• **DATA TO PROCESS**:
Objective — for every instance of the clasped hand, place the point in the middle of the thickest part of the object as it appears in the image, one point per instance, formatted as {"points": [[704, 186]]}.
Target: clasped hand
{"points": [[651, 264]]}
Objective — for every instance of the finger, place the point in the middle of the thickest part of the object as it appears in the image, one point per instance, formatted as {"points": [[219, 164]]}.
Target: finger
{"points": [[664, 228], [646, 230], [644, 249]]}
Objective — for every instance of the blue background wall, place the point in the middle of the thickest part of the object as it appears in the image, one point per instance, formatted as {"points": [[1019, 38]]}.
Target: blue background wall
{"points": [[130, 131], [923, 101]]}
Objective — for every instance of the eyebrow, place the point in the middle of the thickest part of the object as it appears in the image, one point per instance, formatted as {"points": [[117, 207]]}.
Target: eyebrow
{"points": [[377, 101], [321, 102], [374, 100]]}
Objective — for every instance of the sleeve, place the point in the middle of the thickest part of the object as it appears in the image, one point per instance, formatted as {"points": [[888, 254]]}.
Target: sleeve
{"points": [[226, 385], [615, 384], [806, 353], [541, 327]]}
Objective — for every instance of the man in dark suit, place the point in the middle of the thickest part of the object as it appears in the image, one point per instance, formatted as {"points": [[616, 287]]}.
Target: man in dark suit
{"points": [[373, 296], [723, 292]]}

• **WORK REQUEST**: Copy every line where the word "part" is present in the entries above.

• **YOUR RESPONSE**:
Objective — for every instance of the clasped hand, place the point in the middle of the thickest part of the object as it appears in the image, one point per instance, formatted as {"points": [[704, 186]]}.
Objective — for every instance of the finger, place the point in the middle of the thickest part of the object as it appears in the image, one point per instance, formatted as {"points": [[219, 164]]}.
Objective — for every instance of the blue background wall, place the point in the middle of the thickest part of the object as it appears in the image, one point per instance, formatted as {"points": [[1019, 38]]}.
Objective — for every instance of the eyebrow, place the point in the middle of the thickest part of the object as it appears in the image, one point per instance, formatted as {"points": [[117, 207]]}.
Objective — for every instance of the sleeve, place the point in the middle of the thickest part of the object as it appears in the image, one point per instance, formatted as {"points": [[888, 254]]}.
Objective — for every instance of the man in dark suit, place the point in the middle of the thickest part of the object as it appears in the image, one point per instance, formatted as {"points": [[616, 287]]}.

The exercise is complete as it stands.